### To do
A verbatim printing of the entries that follow is needed; pictures must not appear in it.

### Available records
-- Opening Marker --

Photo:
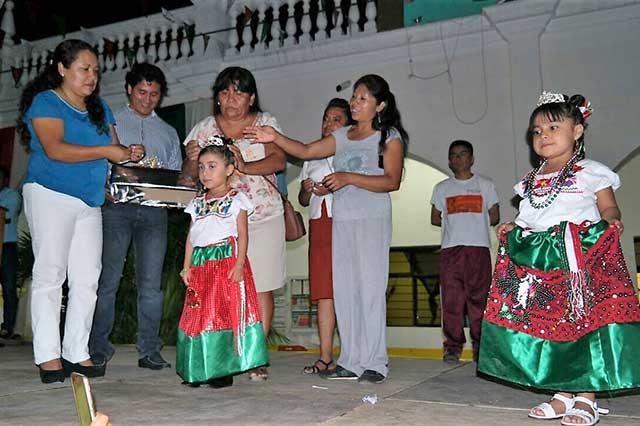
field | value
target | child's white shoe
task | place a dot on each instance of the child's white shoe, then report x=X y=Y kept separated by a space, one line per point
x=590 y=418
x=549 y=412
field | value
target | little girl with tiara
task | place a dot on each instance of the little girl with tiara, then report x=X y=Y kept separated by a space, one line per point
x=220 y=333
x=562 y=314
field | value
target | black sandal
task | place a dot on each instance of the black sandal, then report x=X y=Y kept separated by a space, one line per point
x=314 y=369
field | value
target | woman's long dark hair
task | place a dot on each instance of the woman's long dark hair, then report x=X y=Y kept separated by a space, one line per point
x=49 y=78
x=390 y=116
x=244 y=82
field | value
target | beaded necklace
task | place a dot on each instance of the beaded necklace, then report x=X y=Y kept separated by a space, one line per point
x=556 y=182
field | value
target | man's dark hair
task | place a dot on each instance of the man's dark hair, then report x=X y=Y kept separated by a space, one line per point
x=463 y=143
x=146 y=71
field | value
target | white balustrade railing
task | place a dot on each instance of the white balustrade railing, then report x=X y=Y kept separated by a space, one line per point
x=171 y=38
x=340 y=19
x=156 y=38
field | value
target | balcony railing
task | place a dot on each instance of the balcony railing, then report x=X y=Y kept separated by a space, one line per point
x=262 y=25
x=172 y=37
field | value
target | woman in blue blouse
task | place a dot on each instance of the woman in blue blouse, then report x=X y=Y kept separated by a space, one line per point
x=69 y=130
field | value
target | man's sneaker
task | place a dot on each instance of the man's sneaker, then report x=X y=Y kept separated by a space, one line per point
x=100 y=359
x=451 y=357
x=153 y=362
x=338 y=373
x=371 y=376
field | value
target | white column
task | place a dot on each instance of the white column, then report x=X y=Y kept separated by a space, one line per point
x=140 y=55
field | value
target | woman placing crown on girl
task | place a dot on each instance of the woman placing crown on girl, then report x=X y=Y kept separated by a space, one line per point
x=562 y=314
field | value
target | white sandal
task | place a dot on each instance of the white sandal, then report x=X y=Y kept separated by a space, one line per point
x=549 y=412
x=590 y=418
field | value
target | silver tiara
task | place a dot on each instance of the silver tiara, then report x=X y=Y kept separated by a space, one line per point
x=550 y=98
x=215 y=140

-- Closing Marker --

### The completed task
Photo:
field | value
target | child's white shoe
task | place a dot on each instance of the child's white shoe, then report x=X y=Y kept separated by a space, one line per point
x=590 y=418
x=549 y=412
field | value
target | little girl with tiara
task | place a dot on each instance of the little girl with tiara, then report x=X y=Y kept separated by a space, one line per point
x=220 y=333
x=562 y=314
field | value
target | black sandal
task | place a dot on each instance of the black sandal, then report x=X y=Y kept separated by a space, one line per point
x=314 y=369
field | value
target | woman's long dark hair
task | place a dot on each instance of the woman's long dark hair, then report x=X y=Y kept separated by a space, one line per point
x=49 y=78
x=390 y=116
x=244 y=82
field | value
target | beaded necklace
task | place a dot on each instance of the beaded necklace, then report x=X y=Y kept separated by a space, one line per point
x=556 y=182
field | value
target | man's dark hair
task | place a dot on each instance of the man's dark hair, then report x=X y=Y kept separated by a space, one line per point
x=463 y=143
x=146 y=71
field | value
target | white balustrade railing
task | place a dot on each instance of the white balustrade railing, then report x=X y=Y kept separated by a space, one line per point
x=171 y=38
x=340 y=19
x=156 y=38
field | value
target | balcony railing
task | place a dot on each instance of the balcony railing, then report x=X y=Y kept separated by a space, one line per point
x=262 y=25
x=172 y=37
field | value
target | woman in blue blouse
task | place a dot on each instance of the woman in blue blouse, then report x=X y=Y kept separated by a space, one line per point
x=69 y=130
field | value
target | man's sneaker
task | place a dot on each instance of the man's sneaker, then report x=X y=Y kept separated by a space, one line per point
x=100 y=359
x=451 y=357
x=153 y=362
x=338 y=373
x=371 y=376
field | value
target | white column
task | place a dot on each instance of the white column, then report x=X y=Y kept separated by a space, one line per point
x=140 y=55
field | value
target | woman placing crown on girl
task | place a dot on each instance of the woman placing crown on girl, then report x=X y=Y kept separated by a space, one line per point
x=562 y=314
field | value
target | white sandal
task | place a dot on each instance of the white sandal, then report x=X y=Y kept separated by a space, one line per point
x=549 y=412
x=590 y=418
field | value
target | silver tiara
task | place a dot on each instance of the silver tiara, then report x=X y=Y kept separated by a space, one line per point
x=550 y=98
x=215 y=140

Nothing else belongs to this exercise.